>> BEGIN

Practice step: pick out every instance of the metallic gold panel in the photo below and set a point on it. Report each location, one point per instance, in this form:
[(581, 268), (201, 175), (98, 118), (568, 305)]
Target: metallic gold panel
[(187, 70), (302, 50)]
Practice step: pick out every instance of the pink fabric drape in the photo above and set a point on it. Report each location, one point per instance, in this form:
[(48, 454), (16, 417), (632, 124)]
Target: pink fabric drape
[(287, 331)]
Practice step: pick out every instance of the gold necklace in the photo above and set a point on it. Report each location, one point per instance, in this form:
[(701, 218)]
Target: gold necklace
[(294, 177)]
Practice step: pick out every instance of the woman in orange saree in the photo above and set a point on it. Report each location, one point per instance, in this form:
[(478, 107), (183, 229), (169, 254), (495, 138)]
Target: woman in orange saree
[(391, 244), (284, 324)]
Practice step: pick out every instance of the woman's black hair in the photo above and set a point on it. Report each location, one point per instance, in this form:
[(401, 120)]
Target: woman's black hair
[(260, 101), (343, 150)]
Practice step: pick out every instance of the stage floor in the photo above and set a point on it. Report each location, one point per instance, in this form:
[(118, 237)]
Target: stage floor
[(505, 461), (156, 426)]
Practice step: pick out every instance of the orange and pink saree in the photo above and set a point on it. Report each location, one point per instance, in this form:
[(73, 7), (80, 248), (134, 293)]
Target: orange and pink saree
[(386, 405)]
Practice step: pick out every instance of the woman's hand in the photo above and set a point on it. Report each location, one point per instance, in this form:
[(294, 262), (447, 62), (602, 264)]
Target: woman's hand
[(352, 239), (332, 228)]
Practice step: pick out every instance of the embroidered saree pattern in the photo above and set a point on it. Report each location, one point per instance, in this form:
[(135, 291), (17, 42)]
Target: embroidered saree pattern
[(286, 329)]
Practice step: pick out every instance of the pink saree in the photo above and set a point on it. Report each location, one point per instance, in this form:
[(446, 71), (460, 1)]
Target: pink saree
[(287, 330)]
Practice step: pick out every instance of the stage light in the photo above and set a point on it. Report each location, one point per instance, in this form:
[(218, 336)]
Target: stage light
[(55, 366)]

>> END

STATED EXERCISE
Go through the listing and print each line exactly as it appears.

TASK SOLUTION
Practice step: pick out every instance of the metallic gold panel in the photo below and set a point on it. Report each location, one point per instance, in this form:
[(581, 268), (201, 175), (98, 118), (568, 305)]
Target: metallic gold panel
[(187, 70), (302, 50)]
Practice step: pick out every instance of the pink fabric drape in the photo above and set a point on it. Report each location, one point per instance, in this form:
[(48, 454), (16, 417), (632, 124)]
Target: pink fabric drape
[(287, 331)]
Practice step: pick out every instance of the gold necklace in the photo above and set a point on it. Report each location, one point per instance, in this form:
[(701, 218)]
Target: gold necklace
[(294, 177)]
Practice step: pick out every instance of the woman in orange saree in the photo above and set a point on it. Report each location, one point per instance, in this form:
[(478, 107), (183, 229), (169, 254), (495, 138)]
Target: woman in orange saree
[(391, 244), (284, 324)]
Practice step: pick out every instance of the woman's black hair in the photo above and set a point on it. Report each location, one point per instance, in this form:
[(401, 120)]
Target: woman's black hair
[(260, 101), (343, 150)]
Practice step: pick out every instance of the stage floor in the photo above and set a point on it. Report each location, one point per instance, in this form:
[(118, 237)]
Target: stage floor
[(505, 461), (156, 426)]
Practice step: pick out every instance of the orange and pink saree in the photo above and set a point on it. Report each location, one point per instance, in this form:
[(73, 7), (80, 248), (134, 293)]
Target: orange and pink saree
[(386, 405)]
Practice step: pick out every instance of the woman's hand in the photo above and set a point on it. Report each location, one point per instance, in this form:
[(294, 262), (447, 62), (602, 264)]
Target: woman's hand
[(352, 239), (332, 228)]
Practice step: pick out every instance of the embroidered saree pattern in the photo above and set a point on it. Report each location, one point per instance, in this form:
[(135, 291), (17, 42)]
Target: embroidered saree pattern
[(286, 329)]
Practice step: pick out every instance of the pink saree in the photo above and set a point on it. Report each location, one point per instance, in this form:
[(446, 71), (460, 1)]
Target: pink saree
[(287, 330)]
Practice step: pick out every instance of the stage light in the photo above and set a point on it. Report each location, one point per instance, in this form:
[(218, 336)]
Target: stage light
[(55, 366)]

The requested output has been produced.